- Estratto fornito -
================

Chi mi segue sicuramente sa che qualche tempo fa ho dedicato un articolo alle mascherine necessarie per proteggerci dalla diffusione del Covid19.
In esso ho solo accennato alla funzione delle mascherine chirurgiche. Ora voglio entrare nel dettaglio della loro chimica.
Alzi la mano chi di voi non ha mai sentito parlare del tessuto non tessuto detto anche TNT.
No…non è il trinitrotoluene, noto per la sua potenzialità esplosiva. Quindi, se tra i miei lettori c’è qualche appassionato di “fuochi artificiali” non cerchi di dar fuoco al TNT di cui parlo in questo articoletto perché non otterrà alcun botto particolare, ma solo una bella fiamma.
Torniamo a noi.

================

- Dati forniti -

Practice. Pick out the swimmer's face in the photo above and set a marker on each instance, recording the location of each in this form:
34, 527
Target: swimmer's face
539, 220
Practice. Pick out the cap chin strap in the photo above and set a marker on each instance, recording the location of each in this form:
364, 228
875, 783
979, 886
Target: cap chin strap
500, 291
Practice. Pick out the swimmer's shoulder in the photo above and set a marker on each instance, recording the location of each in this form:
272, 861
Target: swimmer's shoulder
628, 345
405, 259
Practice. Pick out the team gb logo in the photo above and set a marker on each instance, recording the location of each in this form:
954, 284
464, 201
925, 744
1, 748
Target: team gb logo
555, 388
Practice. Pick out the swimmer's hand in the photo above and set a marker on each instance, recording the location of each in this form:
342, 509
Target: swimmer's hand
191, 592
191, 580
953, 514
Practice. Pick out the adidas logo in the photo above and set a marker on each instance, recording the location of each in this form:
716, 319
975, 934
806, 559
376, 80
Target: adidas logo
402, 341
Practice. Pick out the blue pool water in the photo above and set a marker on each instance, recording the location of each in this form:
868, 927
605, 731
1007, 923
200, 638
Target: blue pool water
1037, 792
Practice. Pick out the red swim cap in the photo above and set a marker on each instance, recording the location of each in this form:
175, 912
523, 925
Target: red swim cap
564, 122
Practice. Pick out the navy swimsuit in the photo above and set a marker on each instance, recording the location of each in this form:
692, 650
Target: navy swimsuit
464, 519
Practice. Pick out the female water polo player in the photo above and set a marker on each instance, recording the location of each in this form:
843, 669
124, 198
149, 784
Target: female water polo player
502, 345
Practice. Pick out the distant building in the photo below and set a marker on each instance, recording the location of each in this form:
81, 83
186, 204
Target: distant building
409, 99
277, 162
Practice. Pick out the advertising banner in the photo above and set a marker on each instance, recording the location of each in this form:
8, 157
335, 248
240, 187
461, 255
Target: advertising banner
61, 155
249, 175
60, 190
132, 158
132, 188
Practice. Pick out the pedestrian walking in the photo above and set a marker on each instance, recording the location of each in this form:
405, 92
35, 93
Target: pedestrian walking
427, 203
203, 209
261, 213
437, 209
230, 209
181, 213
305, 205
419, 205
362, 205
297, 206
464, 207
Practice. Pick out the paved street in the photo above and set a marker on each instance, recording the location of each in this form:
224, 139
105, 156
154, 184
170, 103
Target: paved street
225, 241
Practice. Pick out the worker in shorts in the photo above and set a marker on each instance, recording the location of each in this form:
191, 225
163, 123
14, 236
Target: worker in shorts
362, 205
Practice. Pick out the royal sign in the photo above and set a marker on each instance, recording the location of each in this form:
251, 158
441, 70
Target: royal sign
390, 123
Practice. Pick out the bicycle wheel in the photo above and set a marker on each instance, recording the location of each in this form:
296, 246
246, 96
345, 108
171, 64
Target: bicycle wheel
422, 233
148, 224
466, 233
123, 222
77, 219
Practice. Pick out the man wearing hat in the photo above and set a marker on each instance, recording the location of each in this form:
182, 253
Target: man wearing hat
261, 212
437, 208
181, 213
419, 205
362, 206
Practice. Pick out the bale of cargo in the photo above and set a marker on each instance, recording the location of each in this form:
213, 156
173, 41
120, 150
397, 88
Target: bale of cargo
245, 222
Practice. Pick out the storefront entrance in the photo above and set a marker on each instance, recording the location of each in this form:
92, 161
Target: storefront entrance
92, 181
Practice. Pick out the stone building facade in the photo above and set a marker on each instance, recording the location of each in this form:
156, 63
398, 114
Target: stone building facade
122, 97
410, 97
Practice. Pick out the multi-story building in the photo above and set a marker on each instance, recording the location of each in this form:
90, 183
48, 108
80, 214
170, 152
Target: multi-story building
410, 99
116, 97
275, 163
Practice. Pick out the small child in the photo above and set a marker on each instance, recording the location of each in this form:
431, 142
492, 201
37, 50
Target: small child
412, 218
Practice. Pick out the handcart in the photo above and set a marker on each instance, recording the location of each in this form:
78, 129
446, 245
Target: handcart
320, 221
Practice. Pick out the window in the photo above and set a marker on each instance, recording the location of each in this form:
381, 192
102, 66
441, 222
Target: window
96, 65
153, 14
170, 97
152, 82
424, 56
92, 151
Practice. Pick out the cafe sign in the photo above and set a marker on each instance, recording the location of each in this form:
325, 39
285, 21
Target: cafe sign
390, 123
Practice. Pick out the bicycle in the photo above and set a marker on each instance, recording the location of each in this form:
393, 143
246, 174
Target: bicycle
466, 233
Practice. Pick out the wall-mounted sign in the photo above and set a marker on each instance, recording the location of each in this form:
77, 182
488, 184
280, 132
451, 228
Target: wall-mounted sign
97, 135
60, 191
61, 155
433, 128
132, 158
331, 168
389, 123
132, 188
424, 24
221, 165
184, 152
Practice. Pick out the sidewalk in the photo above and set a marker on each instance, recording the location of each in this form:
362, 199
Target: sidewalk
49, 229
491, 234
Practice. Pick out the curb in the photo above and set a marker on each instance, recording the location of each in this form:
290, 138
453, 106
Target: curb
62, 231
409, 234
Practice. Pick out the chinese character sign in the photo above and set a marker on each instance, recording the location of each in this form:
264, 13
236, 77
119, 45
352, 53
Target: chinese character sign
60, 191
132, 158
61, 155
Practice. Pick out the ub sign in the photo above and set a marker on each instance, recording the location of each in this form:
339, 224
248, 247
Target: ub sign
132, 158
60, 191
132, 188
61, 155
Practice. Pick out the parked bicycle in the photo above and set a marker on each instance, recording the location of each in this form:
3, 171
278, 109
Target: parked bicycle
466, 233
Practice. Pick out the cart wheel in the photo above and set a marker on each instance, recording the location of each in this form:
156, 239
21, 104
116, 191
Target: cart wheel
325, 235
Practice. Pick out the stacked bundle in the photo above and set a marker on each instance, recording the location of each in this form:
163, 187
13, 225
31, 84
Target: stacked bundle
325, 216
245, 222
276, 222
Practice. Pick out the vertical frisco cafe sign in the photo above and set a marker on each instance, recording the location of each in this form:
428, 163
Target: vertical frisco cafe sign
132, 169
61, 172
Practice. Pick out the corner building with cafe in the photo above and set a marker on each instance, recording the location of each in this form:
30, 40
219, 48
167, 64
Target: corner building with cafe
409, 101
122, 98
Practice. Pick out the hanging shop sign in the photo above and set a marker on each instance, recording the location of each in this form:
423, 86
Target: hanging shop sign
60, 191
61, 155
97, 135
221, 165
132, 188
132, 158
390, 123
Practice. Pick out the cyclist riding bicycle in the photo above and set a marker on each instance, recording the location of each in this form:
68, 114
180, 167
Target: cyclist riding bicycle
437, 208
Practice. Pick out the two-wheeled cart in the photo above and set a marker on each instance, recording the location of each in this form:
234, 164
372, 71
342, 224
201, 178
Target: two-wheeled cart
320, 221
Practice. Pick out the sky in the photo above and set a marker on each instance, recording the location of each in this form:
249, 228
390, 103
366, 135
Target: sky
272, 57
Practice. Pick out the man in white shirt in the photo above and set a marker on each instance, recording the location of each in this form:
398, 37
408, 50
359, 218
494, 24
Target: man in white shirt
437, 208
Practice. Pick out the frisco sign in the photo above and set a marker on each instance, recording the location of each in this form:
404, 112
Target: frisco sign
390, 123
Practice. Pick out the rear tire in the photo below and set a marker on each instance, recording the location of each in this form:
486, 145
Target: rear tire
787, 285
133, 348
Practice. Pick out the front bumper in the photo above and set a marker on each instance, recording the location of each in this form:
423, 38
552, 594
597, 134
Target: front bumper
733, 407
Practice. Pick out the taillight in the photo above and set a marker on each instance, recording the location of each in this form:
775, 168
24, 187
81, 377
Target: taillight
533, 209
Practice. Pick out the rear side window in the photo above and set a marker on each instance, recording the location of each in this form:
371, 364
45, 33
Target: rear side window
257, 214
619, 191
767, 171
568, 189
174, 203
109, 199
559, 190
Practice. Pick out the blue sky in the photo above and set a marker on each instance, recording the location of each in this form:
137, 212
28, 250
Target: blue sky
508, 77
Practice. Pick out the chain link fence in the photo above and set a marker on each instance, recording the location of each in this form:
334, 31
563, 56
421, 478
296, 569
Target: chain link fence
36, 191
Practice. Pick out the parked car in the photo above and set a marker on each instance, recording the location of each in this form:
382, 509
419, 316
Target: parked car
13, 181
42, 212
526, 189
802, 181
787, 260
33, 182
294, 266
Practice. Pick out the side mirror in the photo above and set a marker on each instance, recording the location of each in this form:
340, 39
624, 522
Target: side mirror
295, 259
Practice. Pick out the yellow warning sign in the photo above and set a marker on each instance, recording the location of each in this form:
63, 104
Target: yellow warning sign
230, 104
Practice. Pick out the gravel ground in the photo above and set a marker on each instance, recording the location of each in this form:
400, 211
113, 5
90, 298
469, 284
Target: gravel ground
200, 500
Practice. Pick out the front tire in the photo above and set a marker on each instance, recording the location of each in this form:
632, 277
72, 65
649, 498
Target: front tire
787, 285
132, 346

================

- Esercizi da svolgere -
- A) Nell'articolo sulle mascherine, riscrivi il passo che comincia con "In esso ho solo" e prosegue fino a "detto anche TNT.", sostituendo "chimica" con "composizione".
- B) Elenca, nell'ordine in cui compaiono, tutte le forme verbali coniugate alla prima persona singolare presenti nell'articolo sulle mascherine.

- Soluzioni degli esercizi -
- A)
In esso ho solo accennato alla funzione delle mascherine chirurgiche. Ora voglio entrare nel dettaglio della loro composizione.
Alzi la mano chi di voi non ha mai sentito parlare del tessuto non tessuto detto anche TNT.

- B)
ho dedicato
ho accennato
voglio
parlo